Request a: Copy the listing exactly, from its first line up to and including the line containing "43L79 27L74 37L68", and leave the pictures out of your copy.

Study text:
Alito: The fulcrum of the conservative Court
When conservative Supreme Court observers wax poetic about their favorite justices from what one might call the “Federalist Society era” of Republican appointments, Clarence Thomas and the late Antonin Scalia take precedence. The oldest may prefer the late William Rehnquist, for a time the lone “originalist” on the court; the youngest may prefer Neil Gorsuch, the libertarian radical appointed by President Donald Trump in 2017.
But it may be Samuel Alito, who was appointed as George W. Bush’s second choice for the vacancy created by the retirement of Sandra Day O’Connor in 2005, who will be remembered as the most consequential of them all. In her biography of the 98th person to serve as an Associate Justice of the Supreme Court, The Federalist editor-in-chief Mollie Hemingway outlines why: Justice Alito is the pivot or the fulcrum of the Court’s conservative majority, the one on whom the others rely to orchestrate and direct it on major cases.
What is an “originalist”?
Since the Federalist Society rose to prominence in the 1980s as a response to the “living constitutionalism” of the liberal Supreme Court majorities that had held power until that time, conservative and Republican jurisprudence has largely adhered to a school of constitutional interpretation known as “originalism.” Put simply, originalism seeks to apply the meaning of legal texts (such as the U.S. Constitution) as they were when those legal texts were enacted or ratified, rather than subjecting them to analysis using contemporary moral or political standards.

Request b: According to the article on Justice Samuel Alito, whose retirement created the vacancy he was appointed to fill?

Source information:
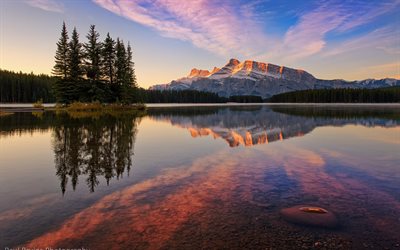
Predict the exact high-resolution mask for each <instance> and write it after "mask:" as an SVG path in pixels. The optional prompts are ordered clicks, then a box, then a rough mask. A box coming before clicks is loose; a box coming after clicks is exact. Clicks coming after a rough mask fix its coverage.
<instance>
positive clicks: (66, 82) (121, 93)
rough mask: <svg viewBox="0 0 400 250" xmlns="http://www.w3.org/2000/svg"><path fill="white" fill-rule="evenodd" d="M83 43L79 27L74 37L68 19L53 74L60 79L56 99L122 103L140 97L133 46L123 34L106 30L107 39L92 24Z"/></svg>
mask: <svg viewBox="0 0 400 250" xmlns="http://www.w3.org/2000/svg"><path fill="white" fill-rule="evenodd" d="M86 39H87V41H86V42H85V43H81V42H80V40H79V34H78V32H77V30H76V28H74V29H73V31H72V35H71V39H69V35H68V31H67V28H66V25H65V23H63V25H62V30H61V36H60V38H59V40H58V42H57V50H56V53H55V65H54V67H53V71H52V74H53V75H55V76H57V78H58V80H57V81H56V82H55V83H54V86H53V94H54V97H55V99H56V101H57V103H65V104H69V103H73V102H77V101H79V102H94V101H97V102H101V103H113V102H121V103H123V104H131V103H135V102H137V100H138V97H137V94H136V92H137V91H136V90H137V83H136V75H135V70H134V62H133V60H132V48H131V45H130V43H129V42H128V43H127V45H125V43H124V41H123V40H122V39H120V38H117V39H116V40H114V39H113V38H112V37H111V36H110V34H109V33H107V36H106V38H105V39H104V41H100V34H99V33H98V32H97V31H96V29H95V25H91V26H90V29H89V32H88V33H87V35H86Z"/></svg>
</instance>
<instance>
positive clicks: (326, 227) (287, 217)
mask: <svg viewBox="0 0 400 250" xmlns="http://www.w3.org/2000/svg"><path fill="white" fill-rule="evenodd" d="M281 215H282V218H283V219H285V220H286V221H288V222H291V223H295V224H299V225H305V226H315V227H325V228H334V227H336V226H337V225H338V221H337V218H336V216H335V215H334V214H333V213H332V212H330V211H328V210H326V209H324V208H321V207H314V206H308V205H298V206H294V207H290V208H284V209H282V210H281Z"/></svg>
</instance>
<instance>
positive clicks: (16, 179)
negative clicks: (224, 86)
mask: <svg viewBox="0 0 400 250" xmlns="http://www.w3.org/2000/svg"><path fill="white" fill-rule="evenodd" d="M399 166H400V110H399V107H398V106H382V105H379V106H371V105H368V106H358V107H352V106H334V105H330V106H288V105H285V106H279V105H273V106H268V105H263V106H254V105H251V106H221V107H169V108H161V107H153V108H151V109H149V110H148V112H147V115H145V116H143V117H136V116H133V115H127V114H126V115H117V116H111V115H104V116H96V117H85V116H77V115H76V114H75V115H72V116H70V115H67V114H55V113H51V112H46V113H44V114H42V113H35V114H31V113H16V114H14V115H11V116H6V117H1V118H0V247H1V248H5V247H18V246H20V247H41V248H46V247H52V248H57V247H63V248H67V247H68V248H78V247H84V248H90V249H109V248H114V249H118V248H122V249H160V248H161V249H171V248H188V249H196V248H230V249H235V248H236V249H239V248H251V249H258V248H262V249H265V248H272V249H299V248H300V247H305V248H323V247H326V248H344V249H348V248H368V247H374V248H376V249H383V248H389V249H391V248H396V247H399V244H400V235H399V234H398V232H400V185H399V183H400V168H399ZM296 205H313V206H320V207H323V208H325V209H327V210H329V211H332V212H333V213H334V214H335V215H336V216H337V218H338V221H339V226H338V227H337V228H335V229H326V228H317V227H307V226H304V225H295V224H291V223H289V222H286V221H285V220H284V219H283V218H282V217H281V215H280V210H281V209H283V208H287V207H292V206H296Z"/></svg>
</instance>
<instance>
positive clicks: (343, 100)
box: [266, 87, 400, 103]
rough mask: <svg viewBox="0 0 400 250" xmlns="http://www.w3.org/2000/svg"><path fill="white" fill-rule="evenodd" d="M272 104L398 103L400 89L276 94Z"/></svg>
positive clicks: (340, 90)
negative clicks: (282, 103) (323, 103)
mask: <svg viewBox="0 0 400 250" xmlns="http://www.w3.org/2000/svg"><path fill="white" fill-rule="evenodd" d="M266 102H273V103H399V102H400V87H386V88H376V89H351V88H343V89H309V90H301V91H293V92H287V93H282V94H278V95H275V96H272V97H271V98H269V99H267V100H266Z"/></svg>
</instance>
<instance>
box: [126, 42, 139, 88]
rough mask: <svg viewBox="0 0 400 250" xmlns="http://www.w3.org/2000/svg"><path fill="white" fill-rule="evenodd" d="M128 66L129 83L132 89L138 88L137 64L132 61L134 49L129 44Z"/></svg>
mask: <svg viewBox="0 0 400 250" xmlns="http://www.w3.org/2000/svg"><path fill="white" fill-rule="evenodd" d="M126 65H127V76H126V77H127V81H128V82H129V83H130V85H131V86H132V87H135V88H136V87H137V83H136V74H135V63H134V62H133V61H132V48H131V44H130V43H129V42H128V47H127V49H126Z"/></svg>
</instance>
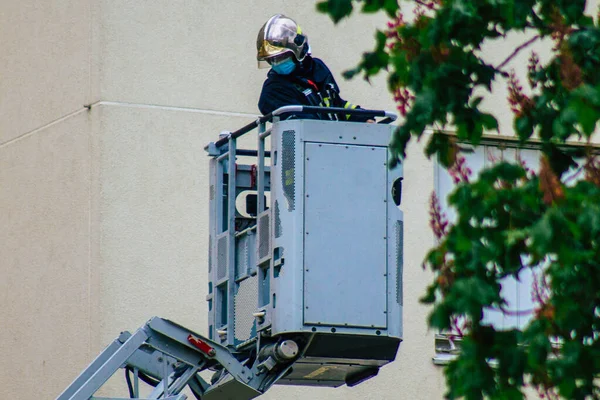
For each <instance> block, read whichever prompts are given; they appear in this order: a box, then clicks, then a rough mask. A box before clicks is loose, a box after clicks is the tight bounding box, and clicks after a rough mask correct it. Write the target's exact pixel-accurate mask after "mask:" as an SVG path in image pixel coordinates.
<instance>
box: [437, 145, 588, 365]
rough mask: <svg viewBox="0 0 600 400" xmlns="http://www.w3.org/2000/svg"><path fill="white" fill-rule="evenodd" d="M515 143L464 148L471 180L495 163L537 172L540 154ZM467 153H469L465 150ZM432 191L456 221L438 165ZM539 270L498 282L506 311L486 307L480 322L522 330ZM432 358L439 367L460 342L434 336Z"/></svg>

Exercise output a:
Predict the exact high-resolution mask for each <instance> and write it after "mask:" as an SVG path in pixels. The optional prompts are ordered clicks, then a box, then a rough mask. A box coming before clicks is loose; a box coming after clicks is exact. Clicks coming after a rough mask fix its coverage.
<instance>
positive clicks: (66, 82) (121, 93)
rough mask: <svg viewBox="0 0 400 250" xmlns="http://www.w3.org/2000/svg"><path fill="white" fill-rule="evenodd" d="M83 43L79 27L74 37L68 19L53 74L60 79L56 99L122 103L140 97L133 46L123 34L106 30L107 39L92 24Z"/></svg>

Exercise output b: Sandra Day O'Connor's retirement in 2005 created the vacancy.